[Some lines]
* BEGIN *
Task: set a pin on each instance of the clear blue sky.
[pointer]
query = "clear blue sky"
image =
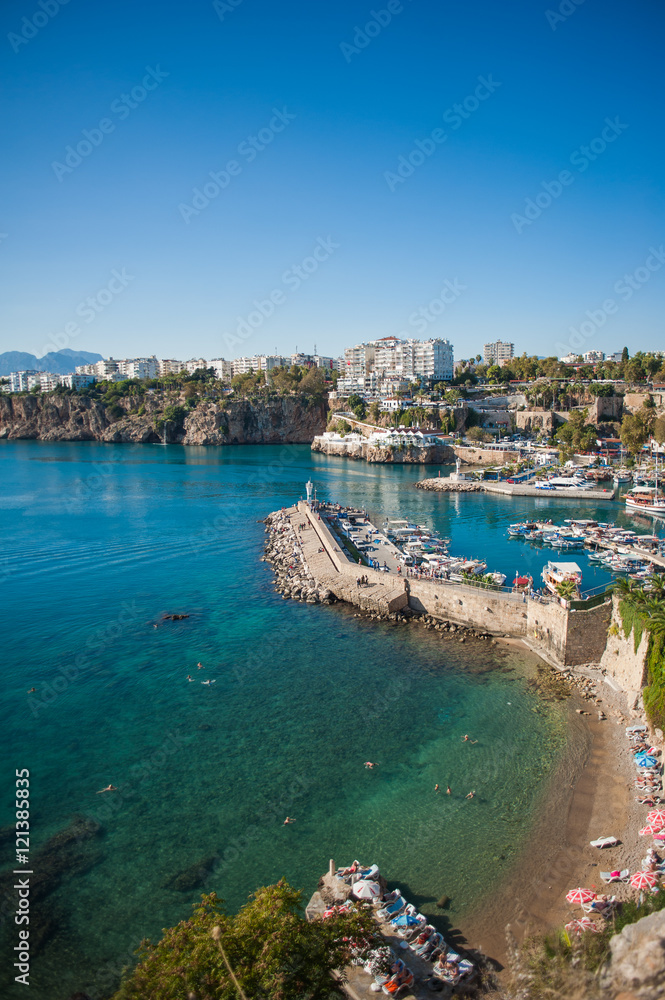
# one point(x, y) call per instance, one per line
point(330, 173)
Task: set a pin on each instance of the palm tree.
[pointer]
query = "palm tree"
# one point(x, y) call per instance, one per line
point(566, 589)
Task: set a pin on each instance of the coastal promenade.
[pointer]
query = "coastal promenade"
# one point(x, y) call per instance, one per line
point(445, 485)
point(562, 635)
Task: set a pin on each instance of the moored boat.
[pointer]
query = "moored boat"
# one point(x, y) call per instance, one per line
point(556, 573)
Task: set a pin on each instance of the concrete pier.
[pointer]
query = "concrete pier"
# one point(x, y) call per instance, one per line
point(444, 485)
point(562, 635)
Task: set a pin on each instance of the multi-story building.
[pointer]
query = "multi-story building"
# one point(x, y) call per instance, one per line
point(169, 366)
point(414, 359)
point(102, 369)
point(74, 380)
point(195, 364)
point(498, 351)
point(23, 381)
point(138, 367)
point(223, 369)
point(359, 360)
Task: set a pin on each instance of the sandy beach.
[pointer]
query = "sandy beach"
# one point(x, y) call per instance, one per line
point(591, 795)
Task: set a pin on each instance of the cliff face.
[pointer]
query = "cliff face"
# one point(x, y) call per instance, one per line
point(439, 455)
point(287, 419)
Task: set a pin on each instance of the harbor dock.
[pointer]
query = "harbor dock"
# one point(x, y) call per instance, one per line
point(444, 485)
point(313, 564)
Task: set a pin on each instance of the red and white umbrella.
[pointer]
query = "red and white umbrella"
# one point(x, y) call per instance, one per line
point(650, 830)
point(584, 924)
point(643, 880)
point(366, 890)
point(579, 896)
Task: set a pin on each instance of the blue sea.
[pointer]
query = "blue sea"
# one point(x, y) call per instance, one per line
point(99, 543)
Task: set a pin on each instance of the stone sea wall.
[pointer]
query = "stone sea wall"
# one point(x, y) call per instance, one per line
point(279, 420)
point(412, 455)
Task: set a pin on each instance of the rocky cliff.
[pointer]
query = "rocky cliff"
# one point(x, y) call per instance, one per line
point(440, 454)
point(281, 419)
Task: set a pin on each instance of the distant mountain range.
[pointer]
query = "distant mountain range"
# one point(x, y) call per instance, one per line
point(58, 362)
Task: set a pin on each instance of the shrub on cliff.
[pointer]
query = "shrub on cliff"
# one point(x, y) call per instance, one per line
point(267, 950)
point(641, 610)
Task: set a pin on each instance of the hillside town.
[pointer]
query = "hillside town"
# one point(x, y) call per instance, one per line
point(604, 406)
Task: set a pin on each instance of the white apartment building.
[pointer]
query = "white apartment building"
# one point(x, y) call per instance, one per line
point(498, 351)
point(223, 369)
point(138, 367)
point(169, 366)
point(74, 380)
point(259, 363)
point(414, 359)
point(102, 369)
point(195, 364)
point(23, 381)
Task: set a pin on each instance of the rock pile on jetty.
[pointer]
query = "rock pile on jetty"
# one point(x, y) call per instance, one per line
point(284, 552)
point(445, 486)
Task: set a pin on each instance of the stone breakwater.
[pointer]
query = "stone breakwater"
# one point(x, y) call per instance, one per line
point(292, 574)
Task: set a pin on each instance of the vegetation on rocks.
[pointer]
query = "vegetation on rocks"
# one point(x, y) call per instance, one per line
point(267, 950)
point(642, 607)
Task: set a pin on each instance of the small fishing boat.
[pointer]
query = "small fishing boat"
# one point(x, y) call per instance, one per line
point(556, 573)
point(649, 499)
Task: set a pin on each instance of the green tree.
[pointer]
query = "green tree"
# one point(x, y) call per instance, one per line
point(659, 430)
point(634, 432)
point(375, 411)
point(357, 405)
point(267, 950)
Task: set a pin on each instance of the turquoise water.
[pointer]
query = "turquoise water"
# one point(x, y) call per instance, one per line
point(98, 543)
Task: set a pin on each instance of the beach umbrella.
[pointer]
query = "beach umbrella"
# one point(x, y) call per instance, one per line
point(405, 920)
point(579, 896)
point(650, 830)
point(643, 880)
point(366, 890)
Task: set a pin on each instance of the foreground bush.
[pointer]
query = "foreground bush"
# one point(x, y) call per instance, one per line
point(268, 951)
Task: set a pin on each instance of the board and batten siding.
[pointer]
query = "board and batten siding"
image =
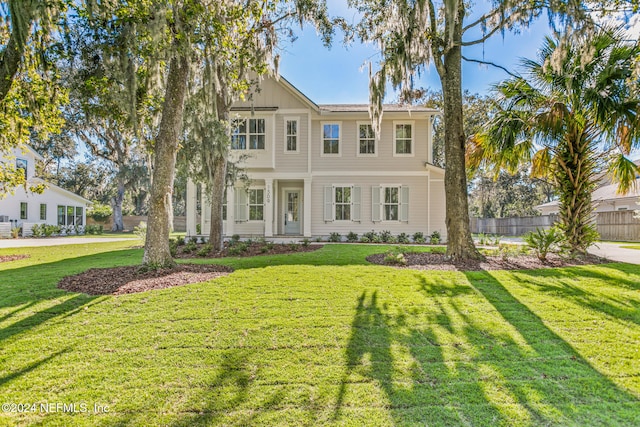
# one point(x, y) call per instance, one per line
point(417, 211)
point(384, 160)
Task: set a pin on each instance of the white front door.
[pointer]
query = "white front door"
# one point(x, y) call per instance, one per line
point(292, 212)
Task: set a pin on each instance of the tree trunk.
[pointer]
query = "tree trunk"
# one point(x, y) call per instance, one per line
point(156, 251)
point(118, 223)
point(217, 200)
point(459, 242)
point(21, 17)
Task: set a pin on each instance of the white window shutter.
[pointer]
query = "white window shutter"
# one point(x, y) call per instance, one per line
point(328, 204)
point(356, 196)
point(241, 205)
point(375, 204)
point(404, 204)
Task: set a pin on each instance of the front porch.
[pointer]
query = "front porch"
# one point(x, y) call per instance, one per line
point(269, 208)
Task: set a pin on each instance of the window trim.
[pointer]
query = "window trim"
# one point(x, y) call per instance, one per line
point(25, 168)
point(375, 140)
point(286, 135)
point(412, 123)
point(339, 153)
point(335, 203)
point(249, 204)
point(248, 134)
point(26, 211)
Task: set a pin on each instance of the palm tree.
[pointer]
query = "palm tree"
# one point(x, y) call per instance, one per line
point(573, 115)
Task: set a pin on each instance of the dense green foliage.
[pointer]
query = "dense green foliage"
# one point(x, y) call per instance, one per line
point(322, 338)
point(572, 116)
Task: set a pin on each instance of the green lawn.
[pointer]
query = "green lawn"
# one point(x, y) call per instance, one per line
point(321, 338)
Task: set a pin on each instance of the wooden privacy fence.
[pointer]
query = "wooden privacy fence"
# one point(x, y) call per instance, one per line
point(617, 226)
* END *
Challenge
Rewrite the lines from the one containing "Task: set a pin on each instance of the rock pile" up to and including the one containing "point(98, 543)", keeping every line, including the requests, and multiplying each x and y coordinate in the answers by 1.6, rounding to whole numbers with halves rounded up.

Result
Task: set a pin on each instance of the rock pile on jetty.
[pointer]
query = "rock pile on jetty"
# one point(x, y) call per instance, one per line
point(454, 883)
point(712, 778)
Task: set a pin on each instance of the stone breakwater.
[pointer]
query = "stone breakwater"
# one point(x, y) call per instance, one per line
point(467, 918)
Task: set a pin on each instance of the vegetation on rocks.
[pointer]
query = "vegetation on rocks"
# one point(x, y) call per instance, one per line
point(427, 1520)
point(1027, 971)
Task: set a pin on each instance of the small fishing boat.
[pointer]
query = "small fishing boat"
# one point(x, y) call per instance, one per line
point(890, 917)
point(1038, 798)
Task: set a pin on each instance of the green tree.
[pointer]
query = "green tree"
# one point(x, y) call per instance, one per line
point(1054, 688)
point(1014, 691)
point(600, 658)
point(571, 648)
point(427, 1520)
Task: set a pin on each instance of the turquoise water.
[pointer]
query = "turquoise water"
# one point(x, y) call per instance, one per line
point(157, 869)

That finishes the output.